■ The input

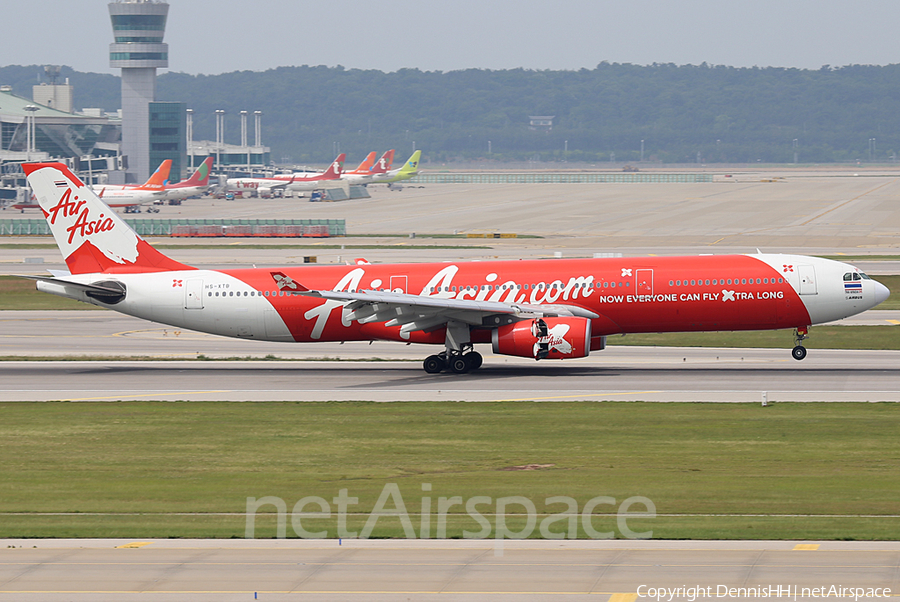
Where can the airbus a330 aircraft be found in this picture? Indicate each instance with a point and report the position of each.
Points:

--

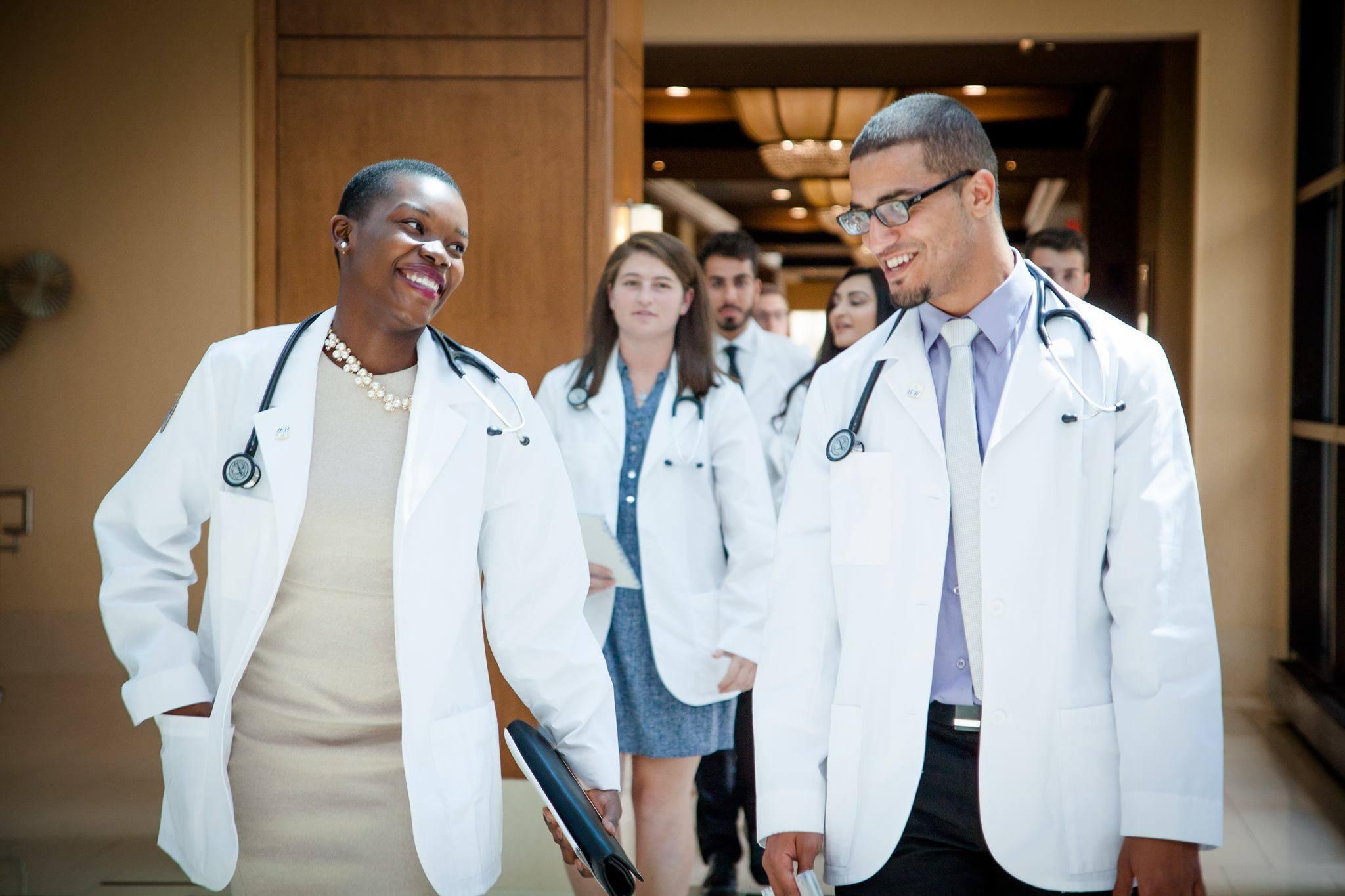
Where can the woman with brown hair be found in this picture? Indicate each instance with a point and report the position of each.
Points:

==

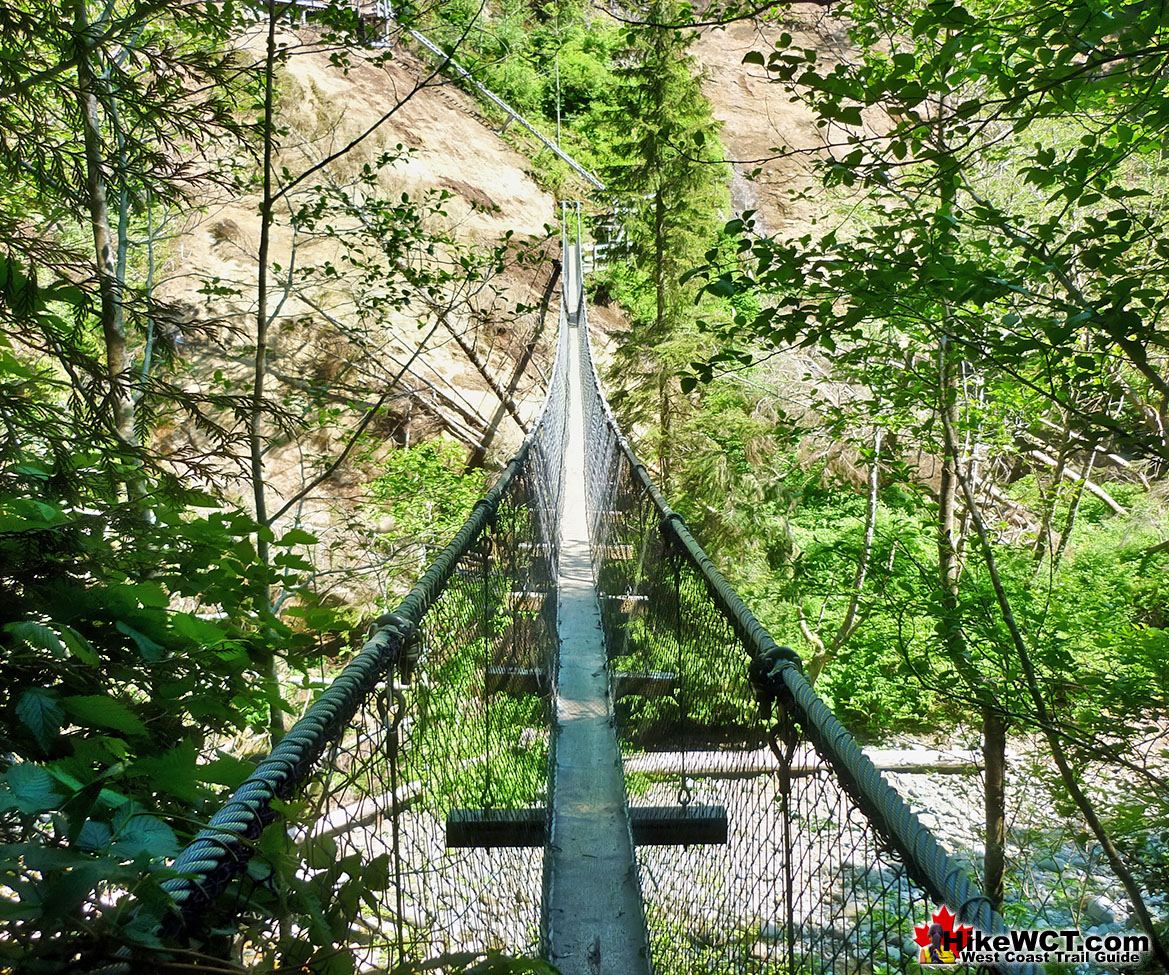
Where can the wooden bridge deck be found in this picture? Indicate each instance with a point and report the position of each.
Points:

■ What to do
Extract every line of the items above that contains the word "report".

■ Final answer
Where can the airbus a330 aircraft be found in this picture? Indicate each instance with a point and report the position of each.
Where can the woman with brown hair be found in this picture? Indicate each instance with a point and report the position of each.
Where can the wooden bridge deck be found in this picture? Indicate each instance with a point and report the position of each.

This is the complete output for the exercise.